>> Begin DATA SECTION

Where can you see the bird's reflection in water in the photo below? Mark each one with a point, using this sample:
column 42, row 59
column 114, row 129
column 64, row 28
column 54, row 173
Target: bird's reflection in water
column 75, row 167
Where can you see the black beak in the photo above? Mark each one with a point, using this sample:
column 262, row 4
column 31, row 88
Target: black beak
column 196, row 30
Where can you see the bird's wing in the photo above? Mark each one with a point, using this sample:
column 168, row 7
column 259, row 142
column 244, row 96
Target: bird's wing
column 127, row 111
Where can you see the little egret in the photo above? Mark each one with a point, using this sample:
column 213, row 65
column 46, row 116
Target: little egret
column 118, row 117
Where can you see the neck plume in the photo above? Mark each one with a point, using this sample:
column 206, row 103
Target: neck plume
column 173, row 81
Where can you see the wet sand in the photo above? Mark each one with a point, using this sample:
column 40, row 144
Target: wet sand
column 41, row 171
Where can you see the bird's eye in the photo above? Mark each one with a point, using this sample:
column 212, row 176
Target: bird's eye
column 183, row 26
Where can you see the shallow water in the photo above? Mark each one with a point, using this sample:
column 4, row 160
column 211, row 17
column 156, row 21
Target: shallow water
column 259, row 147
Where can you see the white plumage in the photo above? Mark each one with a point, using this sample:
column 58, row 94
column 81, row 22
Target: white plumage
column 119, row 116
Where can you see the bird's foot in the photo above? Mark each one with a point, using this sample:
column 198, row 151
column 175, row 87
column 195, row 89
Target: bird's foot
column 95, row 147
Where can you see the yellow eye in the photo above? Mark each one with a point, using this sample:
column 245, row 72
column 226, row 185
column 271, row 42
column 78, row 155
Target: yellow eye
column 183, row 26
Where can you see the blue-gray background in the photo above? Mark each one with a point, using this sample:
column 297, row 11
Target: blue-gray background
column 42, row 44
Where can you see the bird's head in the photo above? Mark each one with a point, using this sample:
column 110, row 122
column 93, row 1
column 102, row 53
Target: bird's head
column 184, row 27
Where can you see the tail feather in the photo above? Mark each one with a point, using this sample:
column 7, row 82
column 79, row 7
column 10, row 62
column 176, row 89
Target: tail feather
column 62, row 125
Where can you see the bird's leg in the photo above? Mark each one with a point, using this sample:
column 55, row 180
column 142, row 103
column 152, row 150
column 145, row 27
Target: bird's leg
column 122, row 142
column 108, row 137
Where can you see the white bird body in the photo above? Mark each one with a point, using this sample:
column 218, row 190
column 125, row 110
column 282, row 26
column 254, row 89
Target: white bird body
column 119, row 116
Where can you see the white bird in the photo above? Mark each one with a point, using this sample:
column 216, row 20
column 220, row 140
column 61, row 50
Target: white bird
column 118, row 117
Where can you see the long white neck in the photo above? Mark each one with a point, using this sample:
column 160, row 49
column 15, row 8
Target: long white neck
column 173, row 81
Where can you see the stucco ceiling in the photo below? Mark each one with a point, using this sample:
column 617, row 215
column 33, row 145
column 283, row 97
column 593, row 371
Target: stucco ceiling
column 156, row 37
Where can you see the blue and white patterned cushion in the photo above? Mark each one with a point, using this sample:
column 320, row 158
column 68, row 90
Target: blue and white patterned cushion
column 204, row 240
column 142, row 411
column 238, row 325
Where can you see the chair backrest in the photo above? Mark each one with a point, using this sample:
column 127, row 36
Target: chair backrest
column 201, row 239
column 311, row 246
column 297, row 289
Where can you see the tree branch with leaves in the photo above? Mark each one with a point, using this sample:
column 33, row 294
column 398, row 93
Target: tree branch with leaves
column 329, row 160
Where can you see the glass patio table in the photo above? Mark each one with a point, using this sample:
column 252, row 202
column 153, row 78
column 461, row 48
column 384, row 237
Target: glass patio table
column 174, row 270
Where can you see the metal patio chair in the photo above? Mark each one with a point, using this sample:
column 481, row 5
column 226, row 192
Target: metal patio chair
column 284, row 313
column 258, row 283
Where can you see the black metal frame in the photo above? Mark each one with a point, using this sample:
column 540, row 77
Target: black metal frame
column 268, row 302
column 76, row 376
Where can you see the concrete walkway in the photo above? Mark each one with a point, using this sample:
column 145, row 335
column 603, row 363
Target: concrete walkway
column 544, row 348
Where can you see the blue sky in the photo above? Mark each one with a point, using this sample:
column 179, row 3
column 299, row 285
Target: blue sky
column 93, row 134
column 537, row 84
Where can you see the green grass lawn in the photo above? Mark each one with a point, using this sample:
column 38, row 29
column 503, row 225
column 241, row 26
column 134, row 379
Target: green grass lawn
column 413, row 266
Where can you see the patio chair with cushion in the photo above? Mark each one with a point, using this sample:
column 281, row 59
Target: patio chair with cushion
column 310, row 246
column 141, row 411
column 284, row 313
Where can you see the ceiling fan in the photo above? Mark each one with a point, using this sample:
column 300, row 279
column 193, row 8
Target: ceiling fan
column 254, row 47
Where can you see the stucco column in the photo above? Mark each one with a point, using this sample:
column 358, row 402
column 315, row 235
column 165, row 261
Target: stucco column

>> End DATA SECTION

Can you rewrite the entries, starting at the beginning of the entries and ending at the line that contains "column 196, row 30", changing every "black beak" to "dark bill" and keeping everything else unchanged?

Where can you see the bird's reflection in water in the photo below? Mark each one with a point, using this sample:
column 42, row 59
column 114, row 129
column 64, row 28
column 54, row 173
Target: bird's reflection in water
column 75, row 167
Where can you see the dark bill in the photo above? Mark each one with a point, using this sample:
column 262, row 4
column 31, row 88
Target: dark bill
column 196, row 30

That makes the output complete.